[[ Records to use, beginning ]]

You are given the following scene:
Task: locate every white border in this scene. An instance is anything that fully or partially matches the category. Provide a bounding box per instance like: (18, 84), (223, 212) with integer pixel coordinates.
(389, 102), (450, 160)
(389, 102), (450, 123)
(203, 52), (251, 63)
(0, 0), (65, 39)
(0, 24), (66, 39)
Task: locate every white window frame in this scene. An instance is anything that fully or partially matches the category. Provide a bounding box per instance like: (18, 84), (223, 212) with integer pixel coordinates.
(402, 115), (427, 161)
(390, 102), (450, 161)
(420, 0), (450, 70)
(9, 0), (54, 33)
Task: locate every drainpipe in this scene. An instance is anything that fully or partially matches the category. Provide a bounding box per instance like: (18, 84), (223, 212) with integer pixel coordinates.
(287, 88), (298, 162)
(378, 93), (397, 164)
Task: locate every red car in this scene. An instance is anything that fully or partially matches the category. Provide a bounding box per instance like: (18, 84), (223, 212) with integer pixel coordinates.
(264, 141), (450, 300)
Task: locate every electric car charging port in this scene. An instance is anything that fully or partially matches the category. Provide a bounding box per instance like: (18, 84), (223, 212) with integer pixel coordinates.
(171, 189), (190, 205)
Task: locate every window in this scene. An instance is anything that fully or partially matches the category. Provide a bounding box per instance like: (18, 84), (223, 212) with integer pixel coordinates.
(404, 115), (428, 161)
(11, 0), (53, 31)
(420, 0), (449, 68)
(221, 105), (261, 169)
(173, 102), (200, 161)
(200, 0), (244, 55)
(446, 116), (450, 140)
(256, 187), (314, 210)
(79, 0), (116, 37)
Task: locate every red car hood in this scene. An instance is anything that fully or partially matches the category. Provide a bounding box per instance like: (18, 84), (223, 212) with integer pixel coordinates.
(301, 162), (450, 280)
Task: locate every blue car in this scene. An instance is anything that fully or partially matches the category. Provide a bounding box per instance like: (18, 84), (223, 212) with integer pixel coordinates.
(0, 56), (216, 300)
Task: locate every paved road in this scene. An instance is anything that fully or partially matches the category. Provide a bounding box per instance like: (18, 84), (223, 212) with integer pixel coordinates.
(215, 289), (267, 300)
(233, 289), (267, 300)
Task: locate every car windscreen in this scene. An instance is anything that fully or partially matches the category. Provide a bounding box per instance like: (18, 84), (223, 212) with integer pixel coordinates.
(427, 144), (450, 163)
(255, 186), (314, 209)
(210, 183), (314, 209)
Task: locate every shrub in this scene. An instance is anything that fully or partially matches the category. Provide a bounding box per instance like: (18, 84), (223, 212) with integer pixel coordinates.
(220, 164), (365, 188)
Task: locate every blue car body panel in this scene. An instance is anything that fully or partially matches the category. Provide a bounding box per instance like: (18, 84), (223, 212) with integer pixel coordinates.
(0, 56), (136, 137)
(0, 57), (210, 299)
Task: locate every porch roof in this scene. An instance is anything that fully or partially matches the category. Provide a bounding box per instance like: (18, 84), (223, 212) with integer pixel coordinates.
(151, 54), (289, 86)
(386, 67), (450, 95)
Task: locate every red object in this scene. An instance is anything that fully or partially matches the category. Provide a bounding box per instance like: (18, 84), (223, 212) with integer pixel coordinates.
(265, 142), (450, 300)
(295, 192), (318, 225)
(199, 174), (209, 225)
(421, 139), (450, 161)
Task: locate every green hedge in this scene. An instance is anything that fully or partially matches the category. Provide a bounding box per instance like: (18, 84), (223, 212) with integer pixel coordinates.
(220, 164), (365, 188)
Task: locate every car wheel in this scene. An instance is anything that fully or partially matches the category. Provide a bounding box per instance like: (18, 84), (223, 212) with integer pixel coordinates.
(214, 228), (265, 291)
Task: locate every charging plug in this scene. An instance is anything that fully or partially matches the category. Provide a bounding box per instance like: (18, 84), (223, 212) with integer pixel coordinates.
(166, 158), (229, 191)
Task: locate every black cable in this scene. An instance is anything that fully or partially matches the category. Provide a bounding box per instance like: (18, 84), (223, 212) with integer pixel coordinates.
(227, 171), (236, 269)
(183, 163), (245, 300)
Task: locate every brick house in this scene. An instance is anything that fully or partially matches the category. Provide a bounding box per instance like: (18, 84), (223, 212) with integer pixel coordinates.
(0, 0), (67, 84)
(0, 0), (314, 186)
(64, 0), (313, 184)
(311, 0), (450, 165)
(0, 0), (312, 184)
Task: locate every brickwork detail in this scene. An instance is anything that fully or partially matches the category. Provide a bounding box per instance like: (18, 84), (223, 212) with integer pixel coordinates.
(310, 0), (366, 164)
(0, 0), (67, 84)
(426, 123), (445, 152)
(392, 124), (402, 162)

[[ Records to use, end ]]

Each record above has to be printed again, word for word.

You are given the following scene:
Task: locate every white border in this scene. An instance is anything that fully or partially matches the category. Provide a bounding box per instance like: (18, 84), (223, 212) with integer pixel coordinates.
(389, 102), (450, 160)
(389, 102), (450, 123)
(203, 52), (251, 63)
(0, 0), (65, 39)
(0, 24), (66, 39)
Task: locate every white window frame in this scene. An instance is anything that fully or partially matches the category. Provide a bounding box per instance like: (18, 84), (223, 212) with integer pixel coordinates.
(402, 115), (427, 161)
(390, 102), (450, 161)
(420, 0), (450, 70)
(9, 0), (54, 33)
Task: locate every drainpipe in this scene. An instance is anything that fully or partially matches the category. Provide a bounding box per instance like: (18, 84), (223, 212) with integer pixel coordinates.
(287, 88), (298, 162)
(378, 93), (397, 164)
Task: locate every red car in this scene. An instance is anything that fully or partially matches the category. Provide a bounding box per instance like: (18, 84), (223, 212) with integer pixel coordinates.
(264, 141), (450, 300)
Task: locate every electric car charging port in this scene. An instance is anything that fully or partially matches the category. Provide a bounding box per instance like: (18, 84), (223, 212) with integer pixel coordinates.
(171, 189), (190, 205)
Task: locate every window in this scene. An instance is anything that fully or partially matches the category. Provide a bounding box per instance like: (18, 84), (223, 212) with integer pixel coordinates.
(404, 115), (428, 161)
(11, 0), (53, 31)
(420, 0), (449, 68)
(221, 105), (261, 169)
(173, 102), (200, 161)
(200, 0), (244, 55)
(446, 116), (450, 140)
(256, 187), (314, 210)
(79, 0), (116, 37)
Task: locate every red car hood in this scene. An instance is anything that fully or partially matches the category. Provide a bounding box per instance like: (18, 84), (223, 212) with integer pixel coordinates.
(301, 162), (450, 280)
Task: locate every blue car in this scene. An instance is anything that fully or partially matches the category. Provide a bounding box per instance like: (18, 84), (223, 212) with integer pixel coordinates.
(0, 56), (216, 300)
Task: locate every paved road in this scene. An instance is anything that fully or partially matches the category. Provide a bounding box per instance like: (18, 84), (223, 212) with integer pixel coordinates.
(215, 289), (267, 300)
(233, 289), (267, 300)
Task: locate every car windscreen in this scene. An instance is anything that fully or partially matches the category. Provide a bounding box per instance like: (18, 84), (223, 212) with integer pixel coordinates.
(427, 144), (450, 163)
(255, 186), (314, 209)
(210, 183), (314, 209)
Task: locate every shrub in this scene. An instance is anything that fully or partially matches the category. Provide a bounding box per instance like: (18, 84), (223, 212) with integer pixel coordinates.
(220, 164), (365, 188)
Task: locate every blue car body panel in this scene. An instance is anything that fully or partially matches the category. Provide a bounding box per instance like: (18, 84), (223, 212) with integer pixel coordinates.
(0, 56), (136, 137)
(0, 57), (210, 299)
Task: locate every porch roof in this scene. An instance is anything that fully or partially matches the category. Provide a bounding box per instance like: (18, 84), (223, 212) with integer pixel coordinates.
(151, 54), (289, 86)
(386, 67), (450, 95)
Task: locate every red object in this scene. An instance is anything that fully or partially matches the category. Provide a bounding box per instance like: (18, 84), (223, 212) with integer pixel coordinates.
(265, 142), (450, 300)
(295, 192), (318, 225)
(199, 174), (209, 225)
(421, 139), (450, 161)
Task: locate every green hedge in this scene. An instance is anything that fully or partially matches the category. Provide a bounding box per instance like: (18, 84), (223, 212) with integer pixel coordinates.
(220, 164), (365, 188)
Task: locate every car wheel in this scene. An instance is anything that fully or partially matches the category. Provide a bounding box per instance like: (18, 84), (223, 212) with integer pixel coordinates.
(214, 228), (265, 291)
Task: locate every charging plug in this scene. An instance is anything that fully or partially matches the category. Provide a bounding box per instance like: (18, 84), (223, 212) with integer pixel coordinates.
(166, 158), (229, 191)
Task: locate every black cable in this scene. An instance is anything that fully or partially matches the category. Provide a bounding box per instance like: (18, 84), (223, 212) with integer pixel coordinates.
(227, 171), (236, 269)
(183, 163), (245, 300)
Task: locate every brick house in this scene. An instance is anything that fully or partially matches the category. Provide a bounding box per instance like: (18, 84), (223, 212) with integer pixel coordinates.
(0, 0), (67, 84)
(0, 0), (314, 186)
(64, 0), (313, 184)
(311, 0), (450, 165)
(0, 0), (312, 184)
Task: locate every brickwork detail in this scene. An instance is anything that fully or partially matches the category. Provide a bounding box per instance like: (18, 84), (223, 212) with integer pixel coordinates.
(310, 0), (366, 164)
(0, 0), (67, 84)
(426, 123), (445, 152)
(392, 124), (402, 162)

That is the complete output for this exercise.